READING TEXT
Bishop Will Willimon of the United Methodist Church has been loudly beating the bushes of his North Alabama Conference trying to figure out what makes churches grow and thrive. Based on a lot of conversations with pastors in his conference, he’s concluded that hospitality is a key factor. He writes:
“We want church to begin in our parking lot,” declared one of our dynamic pastors. “We’re vetting and training teams of friendly Greeters who meet visitors in the parking lot, welcome them, hand them off to the Hosts who stay close to them in the service, then invite them to lunch afterwards.”
The most notable change in church architecture in the past fifty years is the enlargement and the open atmosphere of the narthex, the hallway into a church’s worship space. A hundred years ago our churches received people in a dark, cramped entrance hall. Today churches build spacious, open, light, comfortable “Welcome Centers” as a sign that they desire and expect people who are not seasoned members.
Indeed, I have learned that the main difference between a congregation in decline and one with a future is the difference between practicing the faith for the exclusive benefit of “insiders” (the members of that congregation) or passionate concern for the “outsiders” (those who have yet to hear and to respond to the gospel).
Jesus Christ died for the whole wide world, not just for those inside the church. Therefore, a theological test for the fidelity of a church is hospitality. In our contesting of the Alabama Legislature’s ill conceived immigration law, and I’m rediscovering the radical nature of the seemingly benign Christian notion of hospitality. Our churches really resent any intrusion into their attempts to be obedient to Christ’s mandate to welcome others as we have been welcomed. An evangelical definition of a Christian: Christians are people who know how to welcome people even as Christ has welcomed us.
In the Vinebranch Chapel, we inherited one of those “dark, cramped entrance halls” that was built 75 years ago. We’ve made strides to make our little narthex more welcoming, adding furniture and pictures. We have a small team of dedicated and friendly greeters. I know we offer the best coffee in church. But the truth is that I haven’t given much of a thought to improving hospitality in Vinebranch. I haven’t tried to put myself in the shoes of a visitor. This article challenges me to stop neglecting this important aspect of church life.
What does it feel like to be a first-time visitor in Vinebranch? What obstacles prevent visitors from feeling welcome and comfortable? What do we need to do to improve this experience for newcomers?
Things that I do see (and hear) in Vinebranch—the Vinebranch band, the sound system, multimedia, the sermon, the bulletin, etc.—matter greatly to me. My problem is that I get complacent about things I don’t see.

PROBLEMS TO SOLVE
- 1) In the church hospitality post, what is named as the most notable change in church architecture over the past fifty years?
- 2) Extract the part of the church hospitality post that begins at the words "The most notable" and stops after the words "not seasoned members.".
The records have nothing to do with the church hospitality post.

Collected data
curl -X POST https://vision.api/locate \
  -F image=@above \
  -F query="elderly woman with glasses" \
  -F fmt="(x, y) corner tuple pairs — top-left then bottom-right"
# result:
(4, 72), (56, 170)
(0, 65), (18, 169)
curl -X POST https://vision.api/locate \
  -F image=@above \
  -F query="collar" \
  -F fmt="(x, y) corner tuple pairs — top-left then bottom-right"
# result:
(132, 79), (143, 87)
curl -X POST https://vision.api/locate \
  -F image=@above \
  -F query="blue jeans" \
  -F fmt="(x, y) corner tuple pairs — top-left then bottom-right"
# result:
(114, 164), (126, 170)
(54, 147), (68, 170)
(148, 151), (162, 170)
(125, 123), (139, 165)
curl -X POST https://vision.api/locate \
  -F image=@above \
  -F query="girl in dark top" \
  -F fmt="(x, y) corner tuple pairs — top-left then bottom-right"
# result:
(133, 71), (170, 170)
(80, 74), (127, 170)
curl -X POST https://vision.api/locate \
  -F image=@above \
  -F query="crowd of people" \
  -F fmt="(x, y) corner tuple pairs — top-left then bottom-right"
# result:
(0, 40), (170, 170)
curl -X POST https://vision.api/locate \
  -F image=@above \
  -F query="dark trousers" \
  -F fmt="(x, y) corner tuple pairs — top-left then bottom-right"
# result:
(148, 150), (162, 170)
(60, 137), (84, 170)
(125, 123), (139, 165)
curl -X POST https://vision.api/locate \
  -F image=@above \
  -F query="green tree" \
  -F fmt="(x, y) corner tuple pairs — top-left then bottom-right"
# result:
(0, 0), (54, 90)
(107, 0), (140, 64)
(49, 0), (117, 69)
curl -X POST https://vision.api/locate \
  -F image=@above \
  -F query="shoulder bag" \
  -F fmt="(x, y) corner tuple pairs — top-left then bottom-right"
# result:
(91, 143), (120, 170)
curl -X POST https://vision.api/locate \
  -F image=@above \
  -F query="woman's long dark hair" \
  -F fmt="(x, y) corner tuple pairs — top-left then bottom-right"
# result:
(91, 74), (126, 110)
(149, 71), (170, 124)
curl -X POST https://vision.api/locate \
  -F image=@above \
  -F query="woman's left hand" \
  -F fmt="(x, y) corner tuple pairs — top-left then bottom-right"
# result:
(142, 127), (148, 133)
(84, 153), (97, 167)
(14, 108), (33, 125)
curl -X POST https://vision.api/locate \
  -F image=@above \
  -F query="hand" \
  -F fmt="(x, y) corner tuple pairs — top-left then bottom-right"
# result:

RESULTS
- 1) The enlargement and the open atmosphere of the narthex, the hallway into a church's worship space.

- 2)
The most notable change in church architecture in the past fifty years is the enlargement and the open atmosphere of the narthex, the hallway into a church’s worship space. A hundred years ago our churches received people in a dark, cramped entrance hall. Today churches build spacious, open, light, comfortable “Welcome Centers” as a sign that they desire and expect people who are not seasoned members.